- Problem details -
Your answer must be an exact copy of the data below.

*** Recorded information ***

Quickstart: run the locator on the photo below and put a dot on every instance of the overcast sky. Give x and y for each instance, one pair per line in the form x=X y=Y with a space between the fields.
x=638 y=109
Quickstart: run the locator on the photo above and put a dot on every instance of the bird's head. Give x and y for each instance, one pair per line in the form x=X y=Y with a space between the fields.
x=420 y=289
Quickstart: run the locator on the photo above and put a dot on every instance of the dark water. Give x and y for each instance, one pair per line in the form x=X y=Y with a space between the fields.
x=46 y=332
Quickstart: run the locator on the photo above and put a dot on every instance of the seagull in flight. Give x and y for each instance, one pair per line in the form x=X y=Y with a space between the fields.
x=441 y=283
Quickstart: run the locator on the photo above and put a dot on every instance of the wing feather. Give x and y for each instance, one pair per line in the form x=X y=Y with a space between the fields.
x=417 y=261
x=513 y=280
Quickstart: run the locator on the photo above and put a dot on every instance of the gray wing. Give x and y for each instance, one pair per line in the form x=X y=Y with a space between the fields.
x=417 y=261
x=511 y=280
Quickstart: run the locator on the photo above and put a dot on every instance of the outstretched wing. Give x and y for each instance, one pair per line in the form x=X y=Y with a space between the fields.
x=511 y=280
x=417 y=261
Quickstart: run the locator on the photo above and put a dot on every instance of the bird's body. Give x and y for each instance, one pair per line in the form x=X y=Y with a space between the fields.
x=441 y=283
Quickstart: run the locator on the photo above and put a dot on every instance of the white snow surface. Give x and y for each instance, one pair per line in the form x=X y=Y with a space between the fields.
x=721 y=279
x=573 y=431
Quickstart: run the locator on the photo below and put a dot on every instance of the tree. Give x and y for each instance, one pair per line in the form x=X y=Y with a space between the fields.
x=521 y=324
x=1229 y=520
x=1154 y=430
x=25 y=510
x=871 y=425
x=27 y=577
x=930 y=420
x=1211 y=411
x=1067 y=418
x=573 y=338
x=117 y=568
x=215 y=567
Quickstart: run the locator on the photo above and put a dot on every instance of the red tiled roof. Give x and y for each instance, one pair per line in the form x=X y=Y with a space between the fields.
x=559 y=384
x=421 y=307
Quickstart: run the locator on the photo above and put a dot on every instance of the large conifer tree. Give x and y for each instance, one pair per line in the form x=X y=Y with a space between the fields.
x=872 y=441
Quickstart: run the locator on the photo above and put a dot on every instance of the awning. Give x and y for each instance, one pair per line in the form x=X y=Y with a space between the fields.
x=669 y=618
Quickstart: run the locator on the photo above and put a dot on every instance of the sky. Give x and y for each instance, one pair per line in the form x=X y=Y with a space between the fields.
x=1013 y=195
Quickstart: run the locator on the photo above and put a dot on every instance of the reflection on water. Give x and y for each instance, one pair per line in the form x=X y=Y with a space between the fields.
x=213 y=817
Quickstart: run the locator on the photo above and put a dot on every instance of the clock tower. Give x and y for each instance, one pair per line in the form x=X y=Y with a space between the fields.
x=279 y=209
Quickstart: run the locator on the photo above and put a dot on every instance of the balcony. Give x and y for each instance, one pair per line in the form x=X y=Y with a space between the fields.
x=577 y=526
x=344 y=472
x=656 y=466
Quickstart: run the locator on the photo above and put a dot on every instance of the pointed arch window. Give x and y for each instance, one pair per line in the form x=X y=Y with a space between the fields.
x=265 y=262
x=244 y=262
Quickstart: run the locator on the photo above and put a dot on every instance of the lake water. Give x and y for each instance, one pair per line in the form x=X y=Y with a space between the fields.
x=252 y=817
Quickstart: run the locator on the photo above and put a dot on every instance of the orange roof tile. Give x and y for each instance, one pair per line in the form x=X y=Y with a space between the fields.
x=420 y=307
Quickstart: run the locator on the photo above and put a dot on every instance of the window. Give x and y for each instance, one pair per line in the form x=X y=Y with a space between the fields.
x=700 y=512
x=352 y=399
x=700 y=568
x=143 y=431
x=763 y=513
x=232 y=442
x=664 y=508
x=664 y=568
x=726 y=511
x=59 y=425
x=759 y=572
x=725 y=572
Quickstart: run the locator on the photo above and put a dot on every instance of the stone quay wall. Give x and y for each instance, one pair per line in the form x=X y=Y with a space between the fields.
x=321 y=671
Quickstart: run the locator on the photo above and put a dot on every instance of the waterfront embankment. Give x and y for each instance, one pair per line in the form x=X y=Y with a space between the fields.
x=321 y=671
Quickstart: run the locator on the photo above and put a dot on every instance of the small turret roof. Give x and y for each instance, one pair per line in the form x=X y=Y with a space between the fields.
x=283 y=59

*** End of Recorded information ***

- Task answer -
Quickstart: run the locator on the photo below and put a dot on every instance of the overcast sky. Give x and y for each instance, one pair per line in the form x=X y=Y with a space between the fields.
x=638 y=109
Quickstart: run the locator on the photo above and put a dot on every instance of the bird's head. Give x and y for each instance, one pair per line in the form x=X y=Y with a space between the fields.
x=420 y=289
Quickstart: run the locator on the photo above and put a dot on every instance of the dark water. Give x and y for each instance, one pair per line in the form x=X y=Y with a space between the fields.
x=46 y=332
Quickstart: run the locator on the photo above and put a dot on every instance of the seagull in flight. Give x and y for each instance, one pair per line in the form x=X y=Y with a space between the fields.
x=441 y=283
Quickstart: run the locator on the photo above and put a dot on every instance of the wing feather. Give x and y for each instance, one pair per line in the form x=X y=Y with a space between the fields.
x=417 y=261
x=513 y=280
Quickstart: run the locator on the photo above and put a dot on every instance of the gray wing. Give x and y for each instance, one pair per line in the form x=X y=Y with a space between the fields.
x=417 y=261
x=511 y=280
Quickstart: run the locator on the photo above and put a dot on every instance of the outstretched wing. Give x and y for each instance, one pair per line in the form x=X y=Y with a space between the fields.
x=511 y=280
x=417 y=261
Quickstart: run the locator on the photo above and put a dot on every instance of the bird's body. Give x and y for each instance, one pair per line in the form x=X y=Y with a space between the fields.
x=441 y=283
Quickstart: run the locator on the photo above and put a dot on every instance of the white snow surface. Give x and y for each instance, one pair per line in the form x=X y=Y with a space between the fields.
x=721 y=279
x=573 y=431
Quickstart: run the locator on the photo below and put a dot on every instance of the tree. Give x and y for each instance, one pair per line in the form x=X y=Y with a space between the fields.
x=521 y=324
x=1229 y=520
x=1154 y=430
x=25 y=510
x=871 y=425
x=27 y=577
x=930 y=420
x=1211 y=411
x=1067 y=418
x=573 y=338
x=117 y=568
x=215 y=567
Quickstart: run the locator on the photo above and put a dot on every instance of the red tiled roof. Give x and y for each instance, one pair per line in the form x=X y=Y with a space between the fields.
x=559 y=384
x=421 y=307
Quickstart: run the locator on the photo above and put a dot on every instance of the large conifer tree. Give x and y for each instance, one pair per line in the form x=X y=Y with a space between the fields.
x=872 y=441
Quickstart: run the locator on the photo above and put a dot on every instance of the awning. Give x and y for each instance, one pair per line in the form x=X y=Y with a space between the fields.
x=669 y=618
Quickstart: run the locator on the photo above and put a dot on every instance of the sky. Give x and y for each instance, one pair per line in the form x=X y=Y with a space between the fields.
x=1013 y=195
Quickstart: run the locator on the photo above and put a dot on every instance of the reflection on water. Give x and y for each instance, one pair per line in the form x=X y=Y with a space between the fields.
x=213 y=817
Quickstart: run the locator on the photo above and put a dot on every instance of the clock tower. Give x and y for each instance, one pair per line in the form x=X y=Y with a space between the fields.
x=279 y=209
Quickstart: run the locator on the photo above and put a dot on every instance of the balcony. Give x and y for each instance, one pair per line in the form x=X y=Y with a space between the fields.
x=577 y=526
x=344 y=472
x=656 y=466
Quickstart: run the locator on the photo above and put a dot on every instance of the pointed arch window. Give x and y for each instance, one pair per line in the form x=X y=Y with a space between the fields.
x=265 y=262
x=244 y=262
Quickstart: run the locator on the photo above and put a dot on every instance of the lake water. Give x and y for each instance, one pair per line in the form x=X y=Y with a space between the fields.
x=252 y=817
Quickstart: run the locator on the photo above and put a dot on every instance of the orange roof tile. Give x and y for each instance, one pair per line in the form x=X y=Y with a space between the fields.
x=420 y=307
Quickstart: run the locator on the photo above and put a dot on every instance of the window. Give x and y for each instance, one pair per line in the form x=X y=Y with a space between the fields.
x=700 y=512
x=352 y=399
x=700 y=568
x=143 y=431
x=763 y=513
x=232 y=442
x=664 y=508
x=664 y=568
x=726 y=511
x=59 y=425
x=759 y=572
x=725 y=572
Quickstart: run the locator on the photo above and put a dot on every instance of the stone quay wall. Give x and y for each instance, one pair per line in the form x=X y=Y with a space between the fields.
x=321 y=671
Quickstart: run the locator on the photo above and put a dot on every instance of the waterfront embankment. Give x and y for each instance, one pair per line in the form x=X y=Y with a space between the fields.
x=321 y=671
Quickstart: run the locator on the photo above and put a dot on every instance of the small turret roof. Give x and y for each instance, one pair per line in the form x=X y=Y with a space between the fields.
x=283 y=59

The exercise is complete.